*** Block opens ***
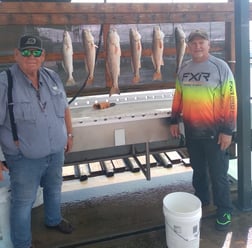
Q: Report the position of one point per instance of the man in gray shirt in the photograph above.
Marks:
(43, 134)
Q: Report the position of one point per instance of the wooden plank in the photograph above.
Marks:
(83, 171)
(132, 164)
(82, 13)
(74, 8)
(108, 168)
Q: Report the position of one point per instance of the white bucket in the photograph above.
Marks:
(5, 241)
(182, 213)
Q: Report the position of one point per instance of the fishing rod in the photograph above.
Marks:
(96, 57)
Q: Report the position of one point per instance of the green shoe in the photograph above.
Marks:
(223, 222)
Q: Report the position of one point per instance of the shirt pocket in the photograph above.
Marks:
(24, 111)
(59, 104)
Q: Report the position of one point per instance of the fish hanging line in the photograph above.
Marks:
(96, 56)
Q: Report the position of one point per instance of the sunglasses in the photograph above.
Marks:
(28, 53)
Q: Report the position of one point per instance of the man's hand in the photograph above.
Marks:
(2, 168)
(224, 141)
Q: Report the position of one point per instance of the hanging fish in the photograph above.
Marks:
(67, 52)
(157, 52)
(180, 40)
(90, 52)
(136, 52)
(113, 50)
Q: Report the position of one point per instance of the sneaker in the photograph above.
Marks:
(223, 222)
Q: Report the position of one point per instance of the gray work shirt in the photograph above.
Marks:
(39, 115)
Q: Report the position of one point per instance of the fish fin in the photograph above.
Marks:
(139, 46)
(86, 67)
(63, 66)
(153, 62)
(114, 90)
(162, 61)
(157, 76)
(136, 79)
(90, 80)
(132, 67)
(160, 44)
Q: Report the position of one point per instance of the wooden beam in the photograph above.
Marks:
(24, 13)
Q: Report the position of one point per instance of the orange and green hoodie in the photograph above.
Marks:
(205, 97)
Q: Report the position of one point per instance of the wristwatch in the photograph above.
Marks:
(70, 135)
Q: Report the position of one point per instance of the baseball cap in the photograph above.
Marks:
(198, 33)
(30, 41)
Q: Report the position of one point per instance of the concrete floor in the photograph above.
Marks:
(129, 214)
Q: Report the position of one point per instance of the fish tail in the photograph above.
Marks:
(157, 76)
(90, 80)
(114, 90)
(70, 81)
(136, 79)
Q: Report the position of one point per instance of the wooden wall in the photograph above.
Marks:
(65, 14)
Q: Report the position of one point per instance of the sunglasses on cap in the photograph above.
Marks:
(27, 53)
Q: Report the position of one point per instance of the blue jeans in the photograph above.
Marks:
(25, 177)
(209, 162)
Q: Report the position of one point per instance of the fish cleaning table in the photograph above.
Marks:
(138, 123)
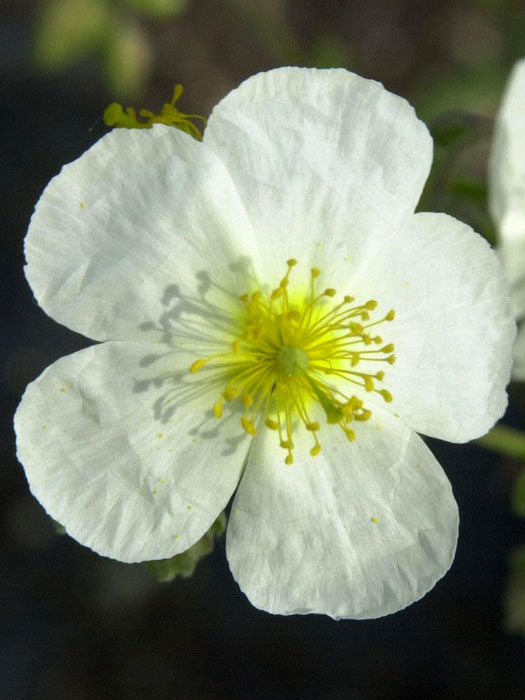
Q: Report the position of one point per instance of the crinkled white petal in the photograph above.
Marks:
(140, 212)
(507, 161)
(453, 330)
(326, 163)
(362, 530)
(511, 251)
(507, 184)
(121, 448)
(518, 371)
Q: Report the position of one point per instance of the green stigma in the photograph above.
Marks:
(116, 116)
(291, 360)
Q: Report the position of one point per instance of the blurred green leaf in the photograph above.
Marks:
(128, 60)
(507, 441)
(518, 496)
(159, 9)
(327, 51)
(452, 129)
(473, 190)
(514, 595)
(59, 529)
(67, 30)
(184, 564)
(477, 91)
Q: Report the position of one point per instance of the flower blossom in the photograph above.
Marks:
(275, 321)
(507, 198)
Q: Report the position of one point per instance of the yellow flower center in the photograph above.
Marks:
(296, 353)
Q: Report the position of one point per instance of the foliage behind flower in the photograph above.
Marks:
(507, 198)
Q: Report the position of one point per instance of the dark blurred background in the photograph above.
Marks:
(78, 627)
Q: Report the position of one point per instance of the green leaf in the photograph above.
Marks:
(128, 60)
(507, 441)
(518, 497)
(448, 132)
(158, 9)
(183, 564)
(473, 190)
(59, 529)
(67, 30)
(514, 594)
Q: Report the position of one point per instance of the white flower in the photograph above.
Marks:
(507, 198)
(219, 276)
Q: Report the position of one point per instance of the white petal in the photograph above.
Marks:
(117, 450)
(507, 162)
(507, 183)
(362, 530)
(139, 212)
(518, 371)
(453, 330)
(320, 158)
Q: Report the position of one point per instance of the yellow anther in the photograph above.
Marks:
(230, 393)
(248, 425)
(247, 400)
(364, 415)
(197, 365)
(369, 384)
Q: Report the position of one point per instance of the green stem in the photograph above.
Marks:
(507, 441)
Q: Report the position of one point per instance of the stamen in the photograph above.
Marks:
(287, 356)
*** Block closes ***
*** Block opens ***
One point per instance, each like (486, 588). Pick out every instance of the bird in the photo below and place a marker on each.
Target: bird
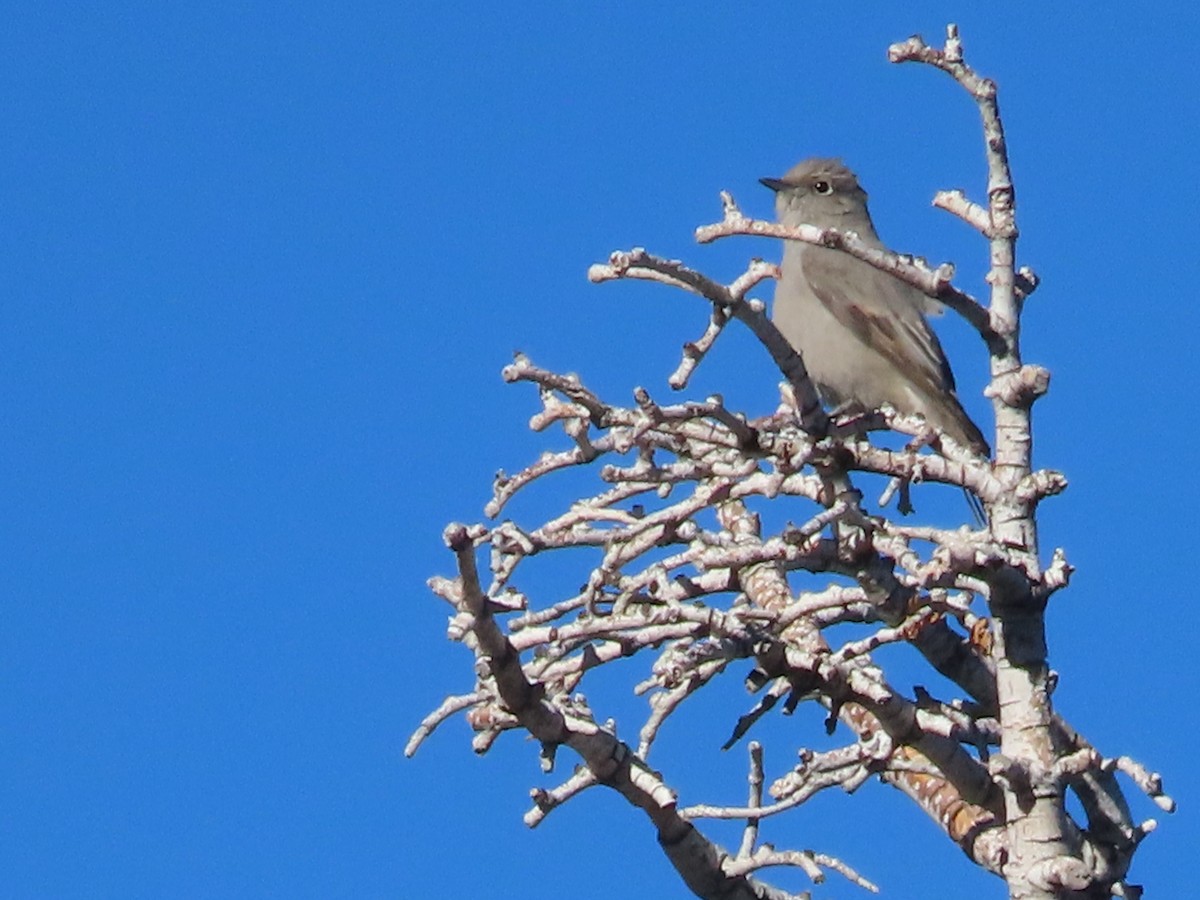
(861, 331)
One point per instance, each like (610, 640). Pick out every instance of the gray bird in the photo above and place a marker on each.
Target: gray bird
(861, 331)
*** Block closes ***
● **Problem to solve**
Only lines holding the word "petal" are wanted here; copy each from the listing.

● **Response to this task**
Q: Report the position of one point per instance of the crinkled white petal in the photograph above.
Q: Report the position of one point per instance of the white petal in the photograph above.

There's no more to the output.